=== YOUR OBJECTIVE ===
Copy the records word for word, starting at their first line and ending at the line that contains "box: [327, 367, 392, 473]". Leave the pictures out of your copy.

# # #

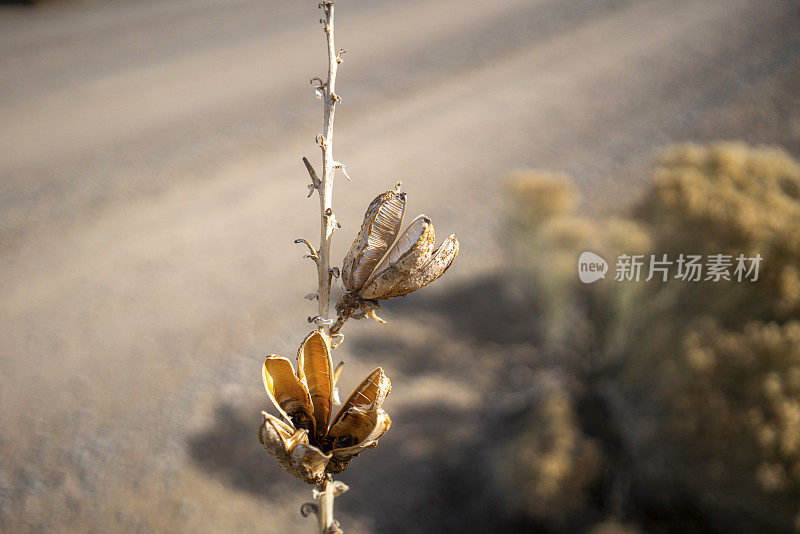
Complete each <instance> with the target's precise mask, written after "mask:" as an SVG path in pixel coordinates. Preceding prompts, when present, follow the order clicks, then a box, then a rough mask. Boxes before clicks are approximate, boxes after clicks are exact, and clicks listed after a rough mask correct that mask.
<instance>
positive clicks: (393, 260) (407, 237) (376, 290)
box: [359, 215, 436, 299]
mask: <svg viewBox="0 0 800 534" xmlns="http://www.w3.org/2000/svg"><path fill="white" fill-rule="evenodd" d="M435 241H436V232H435V231H434V229H433V224H432V223H431V220H430V219H429V218H428V217H426V216H425V215H420V216H419V217H417V218H416V219H414V221H412V223H411V224H410V225H409V226H408V229H407V230H406V231H405V232H403V235H402V236H400V238H399V239H398V240H397V242H396V243H395V244H394V245H393V246H392V248H390V249H389V252H387V253H386V257H384V259H383V261H381V263H380V264H379V265H378V267H377V268H376V269H375V271H374V272H373V273H372V276H370V277H369V280H367V282H366V283H365V284H364V287H363V288H362V289H361V290H360V291H359V295H360V296H361V297H362V298H365V299H380V298H384V295H385V294H386V293H387V292H388V291H389V290H391V289H392V288H393V287H394V286H396V285H397V284H399V283H400V282H401V281H402V280H403V279H404V278H405V277H407V276H408V275H409V274H411V273H412V272H414V271H415V270H417V269H419V268H420V267H422V266H423V265H424V264H425V263H426V262H427V261H428V259H429V258H430V257H431V251H432V250H433V244H434V242H435Z"/></svg>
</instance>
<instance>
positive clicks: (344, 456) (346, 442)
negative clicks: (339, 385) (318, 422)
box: [327, 367, 392, 473]
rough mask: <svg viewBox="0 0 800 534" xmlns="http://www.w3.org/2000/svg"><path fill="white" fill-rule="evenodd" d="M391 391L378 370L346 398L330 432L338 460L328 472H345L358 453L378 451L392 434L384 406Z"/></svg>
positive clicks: (380, 369) (332, 442)
mask: <svg viewBox="0 0 800 534" xmlns="http://www.w3.org/2000/svg"><path fill="white" fill-rule="evenodd" d="M391 389H392V384H391V382H390V381H389V378H388V377H387V376H386V375H385V374H384V372H383V369H381V368H380V367H379V368H378V369H375V370H374V371H373V372H372V373H370V375H369V376H368V377H367V378H365V379H364V381H363V382H361V384H360V385H359V386H358V387H357V388H356V389H355V390H354V391H353V393H351V394H350V396H349V397H348V398H347V400H346V401H345V403H344V404H343V405H342V407H341V409H340V410H339V413H338V414H336V417H335V418H334V420H333V422H332V423H331V427H330V430H329V431H328V436H327V440H328V443H330V447H331V449H332V451H331V453H332V454H333V457H334V459H335V460H336V461H332V462H331V464H330V465H329V466H328V471H329V472H332V473H337V472H339V471H341V470H343V469H344V468H345V467H347V464H348V463H350V460H352V459H353V458H355V457H356V456H358V454H359V453H361V452H362V451H364V450H365V449H368V448H371V447H375V446H376V445H377V442H378V439H379V438H380V437H381V436H383V434H385V433H386V431H387V430H389V427H390V426H391V424H392V421H391V419H390V418H389V415H388V414H387V413H386V412H385V411H384V410H383V408H382V407H381V406H382V405H383V401H384V400H385V399H386V396H387V395H388V394H389V392H390V391H391Z"/></svg>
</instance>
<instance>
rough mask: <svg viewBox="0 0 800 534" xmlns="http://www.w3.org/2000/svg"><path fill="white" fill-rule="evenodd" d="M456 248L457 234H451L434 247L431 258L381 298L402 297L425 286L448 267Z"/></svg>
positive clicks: (444, 272)
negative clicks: (433, 251) (433, 252)
mask: <svg viewBox="0 0 800 534" xmlns="http://www.w3.org/2000/svg"><path fill="white" fill-rule="evenodd" d="M458 248H459V245H458V235H457V234H451V235H450V236H448V237H447V239H445V240H444V241H443V242H442V244H441V245H439V248H438V249H436V251H435V252H434V253H433V255H432V256H431V258H430V259H429V260H428V261H427V262H426V263H425V264H424V265H423V266H422V267H420V268H418V269H415V270H414V271H412V272H411V273H410V274H409V275H408V276H406V277H405V278H403V279H402V280H400V281H399V282H398V283H397V284H395V285H394V286H393V287H392V288H391V289H390V290H389V291H387V292H386V293H384V295H383V296H382V297H381V298H384V299H388V298H392V297H402V296H405V295H408V294H409V293H411V292H412V291H416V290H417V289H420V288H422V287H425V286H427V285H428V284H430V283H431V282H433V281H434V280H436V279H437V278H439V277H440V276H442V275H443V274H444V273H445V271H446V270H447V269H449V268H450V265H452V264H453V260H455V259H456V256H458Z"/></svg>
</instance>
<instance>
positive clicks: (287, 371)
mask: <svg viewBox="0 0 800 534" xmlns="http://www.w3.org/2000/svg"><path fill="white" fill-rule="evenodd" d="M263 371H264V386H265V388H266V390H267V394H268V396H269V398H270V399H271V400H272V402H273V403H274V404H275V406H276V407H277V408H278V411H279V412H280V413H281V415H282V416H283V417H284V418H286V421H282V420H281V419H279V418H277V417H274V416H271V415H269V414H267V413H265V412H263V415H264V423H263V424H262V426H261V429H260V430H259V440H260V441H261V443H262V444H263V445H264V448H265V449H266V450H267V451H269V452H270V453H271V454H273V455H274V456H275V457H276V458H277V459H278V462H279V463H280V465H281V467H283V469H284V470H286V471H287V472H289V473H291V474H292V475H294V476H297V477H298V478H301V479H302V480H304V481H306V482H308V483H311V484H316V483H318V482H319V481H320V480H322V478H323V477H324V475H325V473H326V472H329V473H338V472H340V471H342V470H344V469H345V468H346V467H347V465H348V464H349V463H350V461H351V460H352V459H353V458H355V457H356V456H357V455H358V454H359V453H361V452H362V451H363V450H365V449H367V448H371V447H374V446H375V445H376V444H377V441H378V438H380V437H381V436H382V435H383V434H384V433H386V431H387V430H388V429H389V426H390V425H391V420H390V419H389V416H388V414H387V413H386V412H385V411H384V410H383V409H382V404H383V401H384V400H385V398H386V396H387V395H388V394H389V391H390V390H391V382H390V381H389V379H388V378H387V377H386V375H385V374H384V372H383V370H382V369H380V368H378V369H376V370H375V371H373V372H372V373H370V375H369V376H367V378H366V379H365V380H364V381H363V382H362V383H361V384H360V385H359V386H358V387H357V388H356V389H355V390H354V391H353V393H351V394H350V396H349V397H348V398H347V400H346V401H345V403H344V404H343V405H342V408H341V409H340V410H339V412H338V413H337V414H336V416H335V417H334V418H333V422H332V424H331V426H330V429H329V427H328V419H329V416H330V413H331V409H332V405H333V396H334V391H335V388H334V384H335V381H334V378H333V372H332V371H331V361H330V348H329V346H328V342H327V340H326V338H325V337H324V336H323V335H322V334H321V333H320V332H312V333H311V334H309V335H308V336H307V337H306V338H305V339H304V340H303V343H302V344H301V346H300V350H299V351H298V370H297V375H295V373H294V371H293V369H292V364H291V363H290V362H289V360H287V359H286V358H283V357H281V356H277V355H271V356H268V357H267V358H266V361H265V362H264V367H263ZM298 425H304V426H298Z"/></svg>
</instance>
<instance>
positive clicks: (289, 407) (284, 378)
mask: <svg viewBox="0 0 800 534" xmlns="http://www.w3.org/2000/svg"><path fill="white" fill-rule="evenodd" d="M263 376H264V387H265V389H266V390H267V394H268V395H269V398H270V399H271V400H272V402H273V404H275V407H276V408H277V409H278V411H279V412H280V413H281V415H283V416H284V417H286V418H287V419H288V420H289V421H291V422H292V424H293V425H294V426H295V428H302V429H305V430H307V431H308V432H309V433H311V434H314V426H315V422H314V407H313V404H312V403H311V396H310V395H309V393H308V390H307V389H306V386H305V384H304V383H303V382H301V381H300V379H299V378H297V376H295V374H294V369H292V364H291V362H289V360H287V359H286V358H284V357H283V356H278V355H276V354H273V355H271V356H267V359H266V360H265V361H264V367H263Z"/></svg>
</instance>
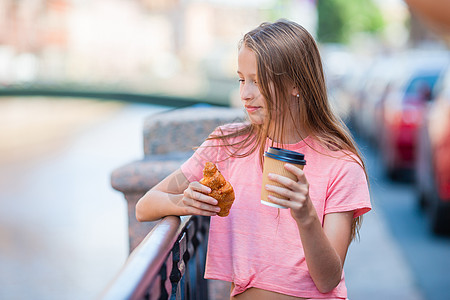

# # #

=== FINAL ANSWER ===
Complete each <instance> with the target's precise mask, written after "mask:" as an SVG path in pixel coordinates. Preceding prompts, when present, follow the order clicks, then a box, then a rough mask. Boxes before clicks are approximate, boxes after clicks are exact, and clicks listed after a rough mask correct that mask.
<instance>
positive clicks: (393, 260) (407, 237) (376, 290)
box: [359, 215, 436, 299]
mask: <svg viewBox="0 0 800 534" xmlns="http://www.w3.org/2000/svg"><path fill="white" fill-rule="evenodd" d="M435 241H436V232H435V231H434V229H433V224H432V223H431V220H430V219H429V218H428V217H426V216H425V215H420V216H419V217H417V218H416V219H414V221H412V223H411V224H410V225H409V226H408V229H407V230H406V231H405V232H403V235H402V236H400V238H399V239H398V240H397V242H396V243H395V244H394V245H393V246H392V248H390V249H389V252H387V253H386V257H384V259H383V261H381V263H380V264H379V265H378V267H377V268H376V269H375V271H374V272H373V273H372V276H370V277H369V280H367V282H366V283H365V284H364V287H363V288H362V289H361V290H360V291H359V295H360V296H361V297H362V298H365V299H380V298H384V295H385V294H386V293H387V292H388V291H389V290H391V289H392V288H393V287H394V286H396V285H397V284H399V283H400V282H401V281H402V280H403V279H404V278H405V277H407V276H408V275H409V274H411V273H412V272H414V271H415V270H417V269H419V268H420V267H422V266H423V265H424V264H425V263H426V262H427V261H428V259H429V258H430V257H431V251H432V250H433V244H434V242H435Z"/></svg>
</instance>
<instance>
positive clicks: (344, 456) (346, 442)
negative clicks: (339, 385) (318, 422)
box: [327, 367, 392, 473]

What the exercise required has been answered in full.